SET EXERCISE | Report every line below that contains the word "lamp", copying each such line in full.
○ ○ ○ ○
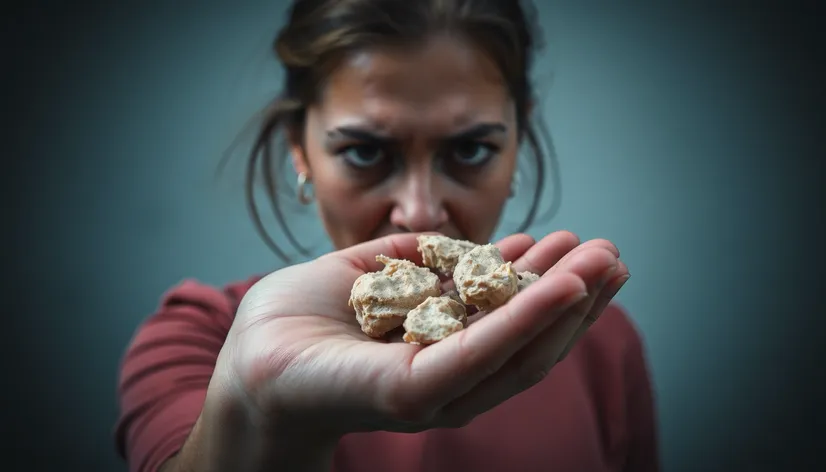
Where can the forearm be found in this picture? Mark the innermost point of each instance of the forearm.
(223, 439)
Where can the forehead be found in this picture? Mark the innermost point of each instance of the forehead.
(438, 86)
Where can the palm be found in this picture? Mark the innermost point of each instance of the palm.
(298, 342)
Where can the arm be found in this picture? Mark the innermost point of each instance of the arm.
(643, 447)
(169, 419)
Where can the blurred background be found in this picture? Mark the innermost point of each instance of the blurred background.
(690, 135)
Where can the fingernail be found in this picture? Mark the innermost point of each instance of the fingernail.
(617, 286)
(605, 277)
(572, 301)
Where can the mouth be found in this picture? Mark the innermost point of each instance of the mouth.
(448, 231)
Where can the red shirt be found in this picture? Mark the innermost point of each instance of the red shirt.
(594, 412)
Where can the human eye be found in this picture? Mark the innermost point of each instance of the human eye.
(362, 156)
(473, 153)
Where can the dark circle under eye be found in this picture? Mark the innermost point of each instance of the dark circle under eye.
(472, 154)
(363, 155)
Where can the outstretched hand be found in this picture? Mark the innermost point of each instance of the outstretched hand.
(297, 352)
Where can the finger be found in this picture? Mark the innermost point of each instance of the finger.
(600, 243)
(546, 253)
(531, 364)
(396, 246)
(451, 367)
(605, 297)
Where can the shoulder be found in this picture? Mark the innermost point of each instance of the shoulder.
(613, 344)
(614, 331)
(196, 294)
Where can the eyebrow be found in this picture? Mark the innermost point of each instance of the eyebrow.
(477, 131)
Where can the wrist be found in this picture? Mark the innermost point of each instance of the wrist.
(227, 436)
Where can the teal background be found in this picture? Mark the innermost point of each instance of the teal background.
(685, 135)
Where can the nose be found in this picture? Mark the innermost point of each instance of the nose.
(418, 205)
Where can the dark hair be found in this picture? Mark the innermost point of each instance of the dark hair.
(320, 33)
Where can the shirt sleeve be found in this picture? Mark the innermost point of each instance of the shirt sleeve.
(165, 372)
(643, 447)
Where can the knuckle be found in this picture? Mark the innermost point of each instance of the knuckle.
(410, 412)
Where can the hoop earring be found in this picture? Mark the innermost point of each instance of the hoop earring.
(301, 189)
(514, 184)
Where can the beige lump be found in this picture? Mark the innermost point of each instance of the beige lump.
(405, 295)
(383, 299)
(434, 319)
(525, 279)
(442, 253)
(484, 279)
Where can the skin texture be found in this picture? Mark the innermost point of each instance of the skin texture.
(296, 359)
(416, 98)
(287, 368)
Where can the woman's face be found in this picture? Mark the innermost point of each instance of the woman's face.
(416, 139)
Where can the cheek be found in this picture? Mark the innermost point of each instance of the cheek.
(348, 216)
(476, 210)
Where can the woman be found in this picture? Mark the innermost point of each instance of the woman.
(406, 117)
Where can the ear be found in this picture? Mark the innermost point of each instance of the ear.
(297, 154)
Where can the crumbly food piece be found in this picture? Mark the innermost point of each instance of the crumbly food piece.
(442, 253)
(433, 320)
(383, 299)
(484, 279)
(525, 279)
(454, 295)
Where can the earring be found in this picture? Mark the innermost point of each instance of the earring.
(514, 184)
(301, 189)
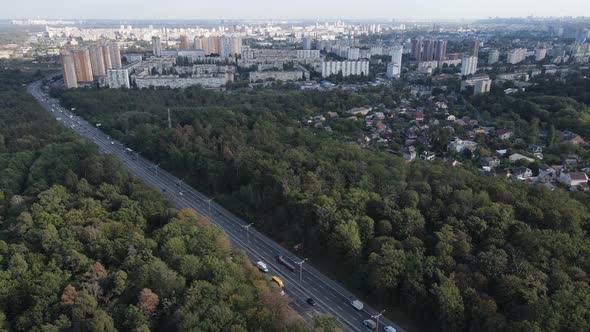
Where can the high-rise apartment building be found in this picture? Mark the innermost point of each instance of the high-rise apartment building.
(346, 68)
(468, 65)
(428, 50)
(482, 86)
(306, 43)
(440, 50)
(83, 66)
(106, 56)
(211, 45)
(540, 53)
(493, 57)
(393, 70)
(230, 46)
(97, 61)
(474, 47)
(396, 55)
(68, 70)
(416, 51)
(198, 43)
(516, 55)
(184, 43)
(118, 78)
(115, 56)
(156, 46)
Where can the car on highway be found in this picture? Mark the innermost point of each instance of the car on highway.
(358, 305)
(370, 324)
(278, 281)
(262, 266)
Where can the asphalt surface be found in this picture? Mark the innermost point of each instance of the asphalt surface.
(330, 297)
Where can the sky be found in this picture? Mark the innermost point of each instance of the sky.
(291, 9)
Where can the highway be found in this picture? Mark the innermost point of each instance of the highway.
(330, 297)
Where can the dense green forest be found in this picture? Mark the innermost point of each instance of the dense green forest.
(86, 247)
(463, 251)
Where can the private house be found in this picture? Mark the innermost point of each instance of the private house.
(533, 148)
(547, 173)
(504, 134)
(427, 155)
(516, 157)
(573, 179)
(490, 161)
(522, 173)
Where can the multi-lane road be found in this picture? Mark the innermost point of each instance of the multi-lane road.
(305, 282)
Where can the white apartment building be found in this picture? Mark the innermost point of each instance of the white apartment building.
(347, 68)
(516, 55)
(308, 54)
(118, 78)
(482, 86)
(468, 65)
(540, 53)
(493, 57)
(396, 55)
(393, 70)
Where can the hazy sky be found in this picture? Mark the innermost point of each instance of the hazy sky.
(266, 9)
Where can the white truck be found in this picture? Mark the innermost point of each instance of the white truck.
(261, 266)
(358, 305)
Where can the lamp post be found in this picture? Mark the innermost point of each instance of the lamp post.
(247, 227)
(301, 269)
(179, 184)
(209, 201)
(377, 318)
(155, 167)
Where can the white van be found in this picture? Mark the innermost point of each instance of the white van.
(261, 266)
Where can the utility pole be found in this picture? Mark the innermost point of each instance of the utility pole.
(377, 318)
(247, 227)
(301, 269)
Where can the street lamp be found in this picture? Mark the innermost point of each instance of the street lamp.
(247, 227)
(377, 318)
(301, 269)
(179, 183)
(155, 167)
(209, 201)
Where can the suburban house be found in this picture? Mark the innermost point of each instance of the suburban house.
(573, 179)
(490, 161)
(427, 155)
(359, 111)
(459, 145)
(534, 148)
(547, 173)
(504, 134)
(522, 173)
(409, 154)
(573, 138)
(516, 157)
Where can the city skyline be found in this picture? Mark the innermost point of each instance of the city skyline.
(304, 9)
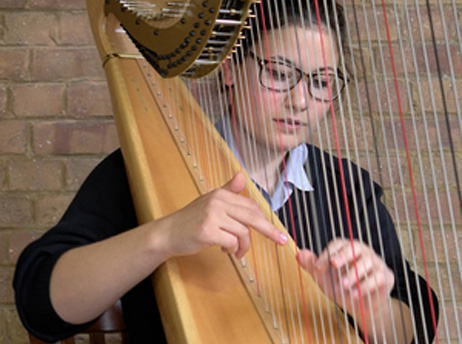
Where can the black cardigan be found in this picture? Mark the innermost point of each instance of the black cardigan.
(103, 208)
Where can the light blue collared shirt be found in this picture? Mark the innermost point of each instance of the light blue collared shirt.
(293, 176)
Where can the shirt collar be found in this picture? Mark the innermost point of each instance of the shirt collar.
(294, 175)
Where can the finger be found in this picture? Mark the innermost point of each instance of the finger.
(307, 260)
(331, 255)
(236, 184)
(242, 234)
(229, 243)
(257, 221)
(357, 273)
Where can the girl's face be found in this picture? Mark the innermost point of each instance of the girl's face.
(271, 107)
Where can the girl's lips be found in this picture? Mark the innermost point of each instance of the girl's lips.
(288, 124)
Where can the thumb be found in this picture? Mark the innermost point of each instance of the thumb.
(236, 184)
(307, 260)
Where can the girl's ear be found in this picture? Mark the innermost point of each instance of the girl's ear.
(227, 74)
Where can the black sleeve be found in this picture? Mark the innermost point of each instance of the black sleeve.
(409, 286)
(102, 208)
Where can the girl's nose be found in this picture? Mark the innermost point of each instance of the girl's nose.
(297, 97)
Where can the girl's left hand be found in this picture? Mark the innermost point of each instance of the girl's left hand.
(350, 271)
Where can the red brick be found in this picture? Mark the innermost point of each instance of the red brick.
(427, 63)
(33, 175)
(37, 100)
(6, 290)
(423, 26)
(14, 63)
(18, 242)
(75, 29)
(4, 240)
(427, 209)
(77, 170)
(64, 64)
(2, 177)
(50, 208)
(441, 272)
(13, 4)
(3, 102)
(446, 249)
(89, 99)
(431, 93)
(15, 211)
(380, 101)
(3, 328)
(58, 4)
(29, 28)
(375, 23)
(13, 136)
(74, 137)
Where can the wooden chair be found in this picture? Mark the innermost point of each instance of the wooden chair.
(110, 322)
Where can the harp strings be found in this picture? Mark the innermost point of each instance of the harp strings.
(434, 180)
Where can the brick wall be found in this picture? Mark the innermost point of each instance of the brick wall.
(56, 125)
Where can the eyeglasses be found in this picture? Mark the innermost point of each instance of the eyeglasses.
(282, 77)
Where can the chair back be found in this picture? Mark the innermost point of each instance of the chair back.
(111, 322)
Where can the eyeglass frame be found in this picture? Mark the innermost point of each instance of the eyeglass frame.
(263, 62)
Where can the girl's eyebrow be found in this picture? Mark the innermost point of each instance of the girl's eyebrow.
(291, 63)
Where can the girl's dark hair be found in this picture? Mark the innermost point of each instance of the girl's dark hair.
(278, 13)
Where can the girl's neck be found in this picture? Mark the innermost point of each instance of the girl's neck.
(261, 163)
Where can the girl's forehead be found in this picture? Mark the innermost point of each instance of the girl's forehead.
(307, 47)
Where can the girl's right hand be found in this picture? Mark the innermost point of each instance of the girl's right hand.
(221, 217)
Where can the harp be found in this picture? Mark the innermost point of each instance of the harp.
(152, 51)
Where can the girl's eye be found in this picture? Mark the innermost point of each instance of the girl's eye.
(278, 72)
(320, 81)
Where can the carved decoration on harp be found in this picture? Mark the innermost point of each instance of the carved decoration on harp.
(191, 38)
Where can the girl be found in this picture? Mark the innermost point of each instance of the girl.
(98, 253)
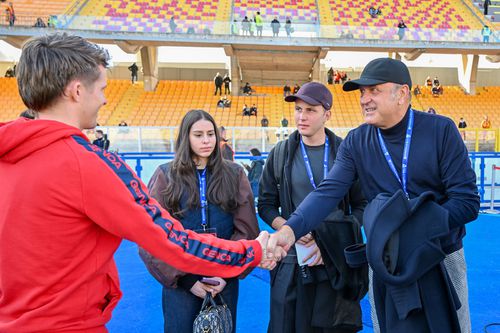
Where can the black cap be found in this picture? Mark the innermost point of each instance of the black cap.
(313, 93)
(381, 70)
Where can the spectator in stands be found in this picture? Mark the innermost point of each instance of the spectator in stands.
(462, 124)
(259, 23)
(264, 122)
(10, 72)
(486, 33)
(225, 148)
(39, 23)
(228, 211)
(287, 90)
(227, 82)
(247, 89)
(246, 110)
(437, 90)
(252, 27)
(255, 171)
(486, 123)
(234, 28)
(11, 15)
(218, 84)
(336, 77)
(485, 6)
(28, 114)
(296, 88)
(224, 102)
(172, 25)
(275, 26)
(401, 29)
(253, 110)
(60, 229)
(245, 26)
(329, 75)
(417, 91)
(374, 12)
(133, 72)
(101, 140)
(428, 82)
(347, 34)
(52, 21)
(288, 27)
(343, 77)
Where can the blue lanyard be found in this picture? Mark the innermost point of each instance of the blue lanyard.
(308, 165)
(202, 180)
(406, 152)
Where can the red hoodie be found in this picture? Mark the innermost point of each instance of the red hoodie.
(65, 207)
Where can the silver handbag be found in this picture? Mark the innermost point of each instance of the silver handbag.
(213, 318)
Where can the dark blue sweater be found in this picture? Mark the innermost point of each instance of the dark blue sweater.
(438, 162)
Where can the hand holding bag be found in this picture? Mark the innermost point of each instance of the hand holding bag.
(213, 318)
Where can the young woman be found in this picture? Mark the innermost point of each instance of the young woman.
(207, 194)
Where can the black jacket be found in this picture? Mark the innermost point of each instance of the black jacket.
(271, 198)
(329, 283)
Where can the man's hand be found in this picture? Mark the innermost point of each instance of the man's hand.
(280, 242)
(200, 289)
(316, 253)
(269, 261)
(216, 289)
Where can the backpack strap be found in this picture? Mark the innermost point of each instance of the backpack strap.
(279, 161)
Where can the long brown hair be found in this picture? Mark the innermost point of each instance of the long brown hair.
(182, 178)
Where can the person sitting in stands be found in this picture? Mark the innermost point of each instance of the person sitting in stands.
(247, 89)
(253, 110)
(417, 91)
(39, 23)
(374, 12)
(224, 102)
(486, 124)
(246, 110)
(428, 82)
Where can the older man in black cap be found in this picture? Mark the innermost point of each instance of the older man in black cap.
(399, 148)
(310, 294)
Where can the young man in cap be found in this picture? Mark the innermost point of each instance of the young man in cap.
(385, 153)
(67, 204)
(303, 298)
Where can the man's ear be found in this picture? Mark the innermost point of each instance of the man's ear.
(73, 90)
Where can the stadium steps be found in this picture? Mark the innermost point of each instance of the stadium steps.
(222, 17)
(127, 106)
(326, 17)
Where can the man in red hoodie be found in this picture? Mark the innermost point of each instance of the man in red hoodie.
(67, 204)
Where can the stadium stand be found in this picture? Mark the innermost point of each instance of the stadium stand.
(455, 104)
(421, 17)
(154, 16)
(304, 11)
(11, 104)
(170, 101)
(27, 11)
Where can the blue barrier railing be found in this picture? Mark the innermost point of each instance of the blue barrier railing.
(144, 165)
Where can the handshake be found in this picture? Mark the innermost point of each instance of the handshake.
(275, 246)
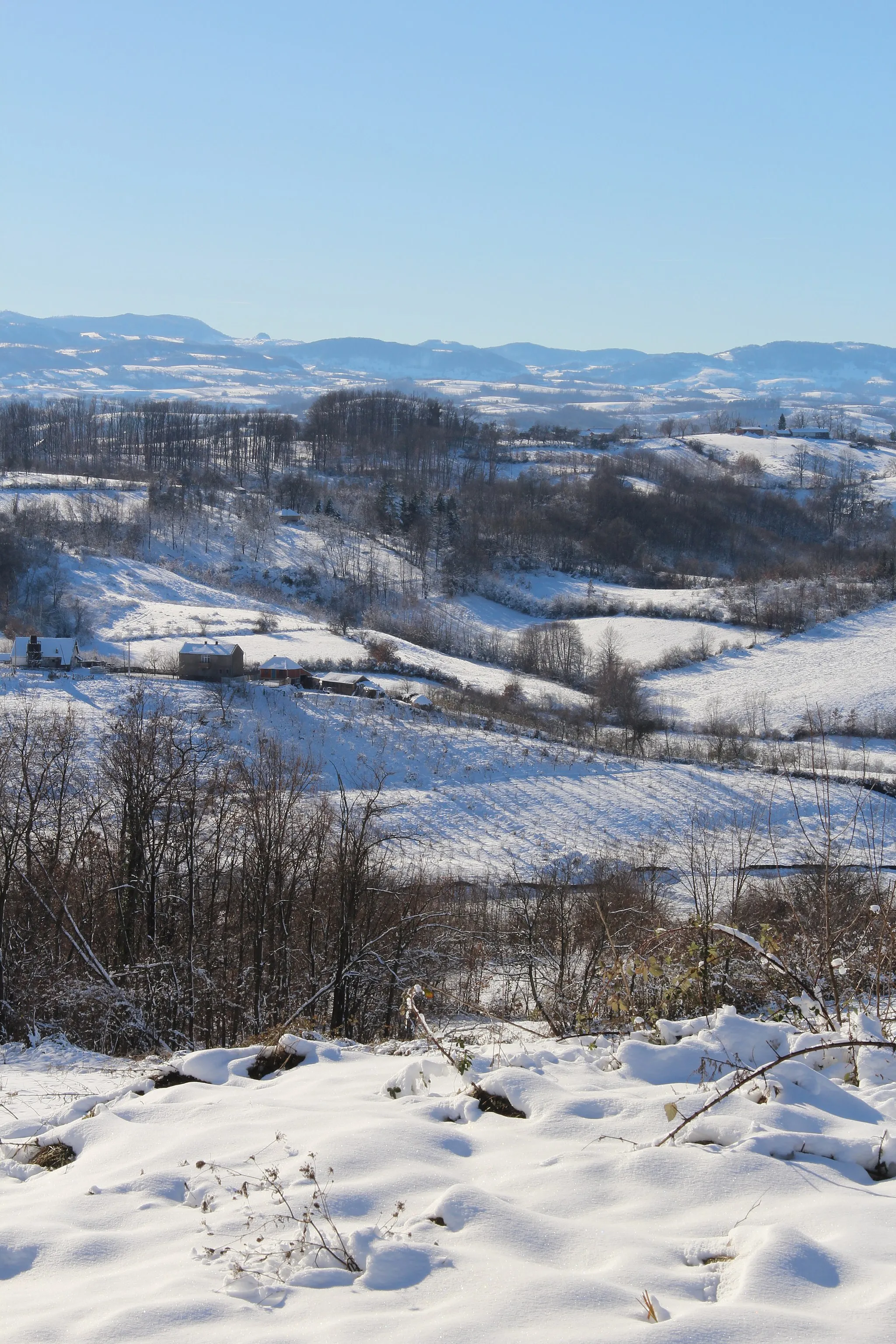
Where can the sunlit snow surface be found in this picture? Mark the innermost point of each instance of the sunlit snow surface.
(760, 1224)
(465, 799)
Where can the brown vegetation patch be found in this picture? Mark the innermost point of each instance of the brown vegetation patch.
(52, 1156)
(272, 1060)
(496, 1104)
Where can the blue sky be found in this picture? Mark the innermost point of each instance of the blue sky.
(660, 175)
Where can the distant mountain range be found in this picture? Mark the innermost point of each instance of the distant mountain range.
(172, 357)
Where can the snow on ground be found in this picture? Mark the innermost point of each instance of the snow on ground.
(547, 585)
(776, 453)
(758, 1224)
(847, 665)
(464, 799)
(647, 640)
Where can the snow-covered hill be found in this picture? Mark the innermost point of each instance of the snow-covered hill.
(185, 358)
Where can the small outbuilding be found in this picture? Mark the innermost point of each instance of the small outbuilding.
(203, 662)
(284, 670)
(351, 683)
(45, 651)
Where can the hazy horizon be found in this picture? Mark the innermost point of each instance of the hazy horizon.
(651, 178)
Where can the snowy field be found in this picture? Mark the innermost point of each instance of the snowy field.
(847, 665)
(180, 1214)
(462, 799)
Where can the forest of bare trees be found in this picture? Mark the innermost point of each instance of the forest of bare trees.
(172, 889)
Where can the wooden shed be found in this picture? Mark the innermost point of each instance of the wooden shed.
(45, 651)
(351, 683)
(284, 670)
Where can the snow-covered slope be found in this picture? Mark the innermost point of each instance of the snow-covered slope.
(847, 665)
(180, 1217)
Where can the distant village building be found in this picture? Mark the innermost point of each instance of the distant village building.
(804, 433)
(284, 670)
(351, 683)
(45, 651)
(205, 662)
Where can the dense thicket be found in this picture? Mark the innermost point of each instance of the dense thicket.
(170, 439)
(175, 889)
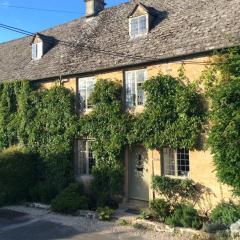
○ ○ ○ ○
RESPONSE |
Where can the lamp post be found in this picture? Mark the innermost point of each instance of the lamp post.
Where can the street lamp be found in this picture? Mark the innermost point of each instance of the street lamp.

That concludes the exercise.